Region labeling entries -
________________________

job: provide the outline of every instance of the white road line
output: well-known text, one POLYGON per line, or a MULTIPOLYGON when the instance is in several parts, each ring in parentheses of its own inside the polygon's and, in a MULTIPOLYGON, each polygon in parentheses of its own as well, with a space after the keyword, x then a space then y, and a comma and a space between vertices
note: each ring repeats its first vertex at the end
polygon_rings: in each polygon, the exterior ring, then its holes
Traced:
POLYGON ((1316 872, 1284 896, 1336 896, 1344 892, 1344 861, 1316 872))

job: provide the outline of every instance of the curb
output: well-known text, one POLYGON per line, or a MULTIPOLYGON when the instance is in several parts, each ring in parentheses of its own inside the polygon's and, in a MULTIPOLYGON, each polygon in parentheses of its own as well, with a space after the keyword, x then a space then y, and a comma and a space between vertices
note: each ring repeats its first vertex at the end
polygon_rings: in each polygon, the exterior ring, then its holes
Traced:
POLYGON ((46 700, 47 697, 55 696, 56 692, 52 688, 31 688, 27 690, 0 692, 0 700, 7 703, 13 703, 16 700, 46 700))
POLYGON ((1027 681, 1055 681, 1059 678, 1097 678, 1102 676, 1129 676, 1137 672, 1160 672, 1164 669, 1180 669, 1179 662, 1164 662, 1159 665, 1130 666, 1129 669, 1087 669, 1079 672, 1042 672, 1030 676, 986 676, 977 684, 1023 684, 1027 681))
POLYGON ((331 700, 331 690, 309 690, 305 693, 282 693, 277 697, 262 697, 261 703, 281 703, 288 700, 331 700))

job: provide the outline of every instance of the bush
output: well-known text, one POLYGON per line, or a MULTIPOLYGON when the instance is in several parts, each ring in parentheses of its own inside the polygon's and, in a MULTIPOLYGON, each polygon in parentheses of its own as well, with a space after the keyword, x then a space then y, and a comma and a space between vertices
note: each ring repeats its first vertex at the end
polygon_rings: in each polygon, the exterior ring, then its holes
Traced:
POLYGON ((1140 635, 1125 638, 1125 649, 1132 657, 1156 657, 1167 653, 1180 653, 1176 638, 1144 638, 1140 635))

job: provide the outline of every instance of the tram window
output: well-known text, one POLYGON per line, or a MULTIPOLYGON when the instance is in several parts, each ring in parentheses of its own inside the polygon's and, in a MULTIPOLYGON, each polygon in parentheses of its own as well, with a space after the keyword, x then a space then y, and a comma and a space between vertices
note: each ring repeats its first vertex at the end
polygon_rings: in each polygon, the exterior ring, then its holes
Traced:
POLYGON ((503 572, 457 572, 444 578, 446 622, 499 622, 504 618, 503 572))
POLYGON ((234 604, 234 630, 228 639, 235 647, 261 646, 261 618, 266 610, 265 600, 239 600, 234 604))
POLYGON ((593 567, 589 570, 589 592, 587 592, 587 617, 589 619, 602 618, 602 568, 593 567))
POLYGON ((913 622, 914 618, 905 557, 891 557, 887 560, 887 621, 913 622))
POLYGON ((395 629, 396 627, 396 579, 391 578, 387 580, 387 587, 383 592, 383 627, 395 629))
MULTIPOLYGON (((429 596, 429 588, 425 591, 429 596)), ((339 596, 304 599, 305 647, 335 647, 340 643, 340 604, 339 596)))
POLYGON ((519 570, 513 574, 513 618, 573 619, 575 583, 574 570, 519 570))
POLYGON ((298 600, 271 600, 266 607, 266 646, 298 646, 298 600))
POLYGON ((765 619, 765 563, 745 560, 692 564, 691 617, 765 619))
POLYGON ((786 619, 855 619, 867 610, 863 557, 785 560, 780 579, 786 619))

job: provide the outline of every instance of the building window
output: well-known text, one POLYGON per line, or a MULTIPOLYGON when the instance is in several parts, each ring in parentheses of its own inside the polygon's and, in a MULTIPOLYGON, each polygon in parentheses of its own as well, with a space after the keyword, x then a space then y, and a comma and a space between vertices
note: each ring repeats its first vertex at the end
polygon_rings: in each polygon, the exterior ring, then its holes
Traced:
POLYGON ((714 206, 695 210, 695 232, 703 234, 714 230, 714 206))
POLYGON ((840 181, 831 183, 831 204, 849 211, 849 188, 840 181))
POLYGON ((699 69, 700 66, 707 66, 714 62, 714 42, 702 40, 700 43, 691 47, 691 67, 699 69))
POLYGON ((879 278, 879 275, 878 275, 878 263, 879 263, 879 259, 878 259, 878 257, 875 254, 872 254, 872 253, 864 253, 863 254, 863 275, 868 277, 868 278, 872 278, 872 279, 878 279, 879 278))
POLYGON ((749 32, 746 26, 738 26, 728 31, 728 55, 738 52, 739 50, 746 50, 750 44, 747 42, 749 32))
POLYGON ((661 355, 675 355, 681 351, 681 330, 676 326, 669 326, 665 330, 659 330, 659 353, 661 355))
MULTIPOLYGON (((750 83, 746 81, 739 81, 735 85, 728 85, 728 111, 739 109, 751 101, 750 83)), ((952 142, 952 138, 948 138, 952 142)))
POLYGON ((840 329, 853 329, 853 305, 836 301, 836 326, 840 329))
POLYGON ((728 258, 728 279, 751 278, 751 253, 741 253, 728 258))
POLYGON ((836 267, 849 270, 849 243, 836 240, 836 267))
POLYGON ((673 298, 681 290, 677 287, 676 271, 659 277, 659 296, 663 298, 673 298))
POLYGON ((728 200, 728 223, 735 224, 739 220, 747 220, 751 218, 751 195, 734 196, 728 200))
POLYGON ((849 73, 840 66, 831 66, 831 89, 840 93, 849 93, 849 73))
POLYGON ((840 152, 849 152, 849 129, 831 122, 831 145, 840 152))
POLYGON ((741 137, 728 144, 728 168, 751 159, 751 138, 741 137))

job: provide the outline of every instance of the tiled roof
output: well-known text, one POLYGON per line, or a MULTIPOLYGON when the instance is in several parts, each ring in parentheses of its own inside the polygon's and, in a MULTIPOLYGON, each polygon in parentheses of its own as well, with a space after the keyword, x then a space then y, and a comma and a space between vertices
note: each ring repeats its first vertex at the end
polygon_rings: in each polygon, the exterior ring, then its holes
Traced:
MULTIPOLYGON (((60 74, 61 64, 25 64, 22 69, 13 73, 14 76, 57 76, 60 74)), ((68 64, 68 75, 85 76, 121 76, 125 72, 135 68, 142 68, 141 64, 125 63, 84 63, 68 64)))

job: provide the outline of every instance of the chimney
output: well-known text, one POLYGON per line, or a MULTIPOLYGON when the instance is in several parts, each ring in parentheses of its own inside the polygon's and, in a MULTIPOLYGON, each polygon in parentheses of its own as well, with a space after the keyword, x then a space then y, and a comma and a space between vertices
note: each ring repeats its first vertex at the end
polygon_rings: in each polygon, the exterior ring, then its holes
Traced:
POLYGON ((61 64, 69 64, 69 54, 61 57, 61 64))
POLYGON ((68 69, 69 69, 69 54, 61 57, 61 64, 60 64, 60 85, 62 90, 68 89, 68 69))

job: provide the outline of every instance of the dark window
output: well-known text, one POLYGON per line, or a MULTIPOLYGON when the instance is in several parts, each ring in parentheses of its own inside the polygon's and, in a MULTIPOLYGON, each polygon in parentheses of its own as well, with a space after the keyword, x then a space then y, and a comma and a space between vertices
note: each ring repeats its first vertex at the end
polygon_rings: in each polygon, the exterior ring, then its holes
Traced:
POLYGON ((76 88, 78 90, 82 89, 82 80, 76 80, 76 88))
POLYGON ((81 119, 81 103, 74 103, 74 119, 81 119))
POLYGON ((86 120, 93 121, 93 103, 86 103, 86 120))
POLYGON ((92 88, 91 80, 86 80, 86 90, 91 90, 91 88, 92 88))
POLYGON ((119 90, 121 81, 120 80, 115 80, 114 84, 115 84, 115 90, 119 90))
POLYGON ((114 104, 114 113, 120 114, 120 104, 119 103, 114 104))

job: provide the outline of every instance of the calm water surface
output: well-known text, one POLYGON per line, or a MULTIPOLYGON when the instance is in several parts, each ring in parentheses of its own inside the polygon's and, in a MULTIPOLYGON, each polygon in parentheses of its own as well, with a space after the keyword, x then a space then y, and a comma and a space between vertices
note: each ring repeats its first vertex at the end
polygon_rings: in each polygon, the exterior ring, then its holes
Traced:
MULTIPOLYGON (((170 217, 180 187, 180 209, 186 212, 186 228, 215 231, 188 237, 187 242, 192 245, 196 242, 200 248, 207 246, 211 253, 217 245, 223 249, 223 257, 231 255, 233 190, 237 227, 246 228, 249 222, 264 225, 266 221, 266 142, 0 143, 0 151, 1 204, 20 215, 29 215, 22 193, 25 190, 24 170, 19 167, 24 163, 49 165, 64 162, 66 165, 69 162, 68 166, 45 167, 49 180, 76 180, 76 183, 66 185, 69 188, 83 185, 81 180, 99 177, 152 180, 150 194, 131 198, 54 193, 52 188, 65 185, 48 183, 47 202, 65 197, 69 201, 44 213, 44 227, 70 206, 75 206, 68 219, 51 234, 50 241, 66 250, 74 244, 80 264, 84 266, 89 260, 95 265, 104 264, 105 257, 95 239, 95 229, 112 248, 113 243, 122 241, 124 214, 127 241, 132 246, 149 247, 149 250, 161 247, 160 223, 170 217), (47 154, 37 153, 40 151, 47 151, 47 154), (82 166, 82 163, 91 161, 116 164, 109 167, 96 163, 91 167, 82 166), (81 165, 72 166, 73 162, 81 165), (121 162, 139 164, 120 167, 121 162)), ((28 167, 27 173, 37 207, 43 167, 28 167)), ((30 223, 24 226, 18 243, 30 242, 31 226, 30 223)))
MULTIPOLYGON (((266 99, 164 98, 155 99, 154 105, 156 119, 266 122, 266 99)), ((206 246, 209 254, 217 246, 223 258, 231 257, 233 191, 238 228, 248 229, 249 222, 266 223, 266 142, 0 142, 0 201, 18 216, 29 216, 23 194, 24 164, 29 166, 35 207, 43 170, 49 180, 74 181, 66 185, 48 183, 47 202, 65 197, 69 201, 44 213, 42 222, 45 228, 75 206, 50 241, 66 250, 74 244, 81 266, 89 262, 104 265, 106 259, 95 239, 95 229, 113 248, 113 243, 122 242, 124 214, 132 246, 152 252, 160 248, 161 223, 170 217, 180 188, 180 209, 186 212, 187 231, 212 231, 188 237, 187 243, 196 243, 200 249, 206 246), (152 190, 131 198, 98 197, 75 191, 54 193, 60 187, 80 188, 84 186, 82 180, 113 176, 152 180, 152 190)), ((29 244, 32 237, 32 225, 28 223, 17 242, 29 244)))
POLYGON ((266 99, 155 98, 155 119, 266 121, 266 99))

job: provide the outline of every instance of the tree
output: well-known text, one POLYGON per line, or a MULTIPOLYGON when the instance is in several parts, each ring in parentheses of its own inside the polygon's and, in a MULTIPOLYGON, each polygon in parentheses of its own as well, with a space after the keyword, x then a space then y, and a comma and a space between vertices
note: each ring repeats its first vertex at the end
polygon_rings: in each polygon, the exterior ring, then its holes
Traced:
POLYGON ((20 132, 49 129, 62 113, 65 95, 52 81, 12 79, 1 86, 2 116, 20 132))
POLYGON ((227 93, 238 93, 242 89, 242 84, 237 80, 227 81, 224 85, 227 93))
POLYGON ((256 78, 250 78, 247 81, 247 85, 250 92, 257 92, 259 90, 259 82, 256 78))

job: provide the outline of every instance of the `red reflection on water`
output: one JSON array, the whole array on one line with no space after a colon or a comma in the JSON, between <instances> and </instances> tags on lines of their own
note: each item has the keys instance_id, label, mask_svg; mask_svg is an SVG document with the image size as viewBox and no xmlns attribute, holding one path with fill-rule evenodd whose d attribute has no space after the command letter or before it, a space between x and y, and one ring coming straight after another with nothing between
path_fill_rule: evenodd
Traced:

________________________

CHALLENGE - Begin with the line containing "job: provide the outline of every instance of the tree" and repeat each line exactly until the records above end.

TASK RESULT -
job: provide the outline of every instance of the tree
output: well-known text, one POLYGON per line, or a MULTIPOLYGON when the instance is in several parts, each ring in parentheses of its own inside the polygon's and, in a MULTIPOLYGON, each polygon in parentheses of its own as well, with a space after the keyword, x then a space then y, and a comma and a space between vertices
note: each ring repeats its first vertex at the end
polygon_rings: in each polygon, the exterior ring, then its holes
Traced:
POLYGON ((20 132, 49 129, 62 113, 65 95, 52 81, 12 79, 1 86, 2 116, 20 132))
POLYGON ((227 93, 238 93, 242 89, 242 84, 237 80, 227 81, 224 85, 227 93))
POLYGON ((256 78, 250 78, 247 81, 247 85, 250 92, 257 92, 259 90, 259 82, 256 78))

job: provide the outline of every instance of the `red reflection on water`
output: one JSON array, the whole array on one line with no space after a colon or a comma in the JSON, between <instances> and </instances> tags on lines of their own
note: each item has the keys instance_id, label, mask_svg; mask_svg is an SVG document with the image size as viewBox and no xmlns attribute, holding one path with fill-rule evenodd whose d attribute has no space after the command letter or before it, a space between x and y, and one ring coming straight after another with nothing between
path_fill_rule: evenodd
Traced:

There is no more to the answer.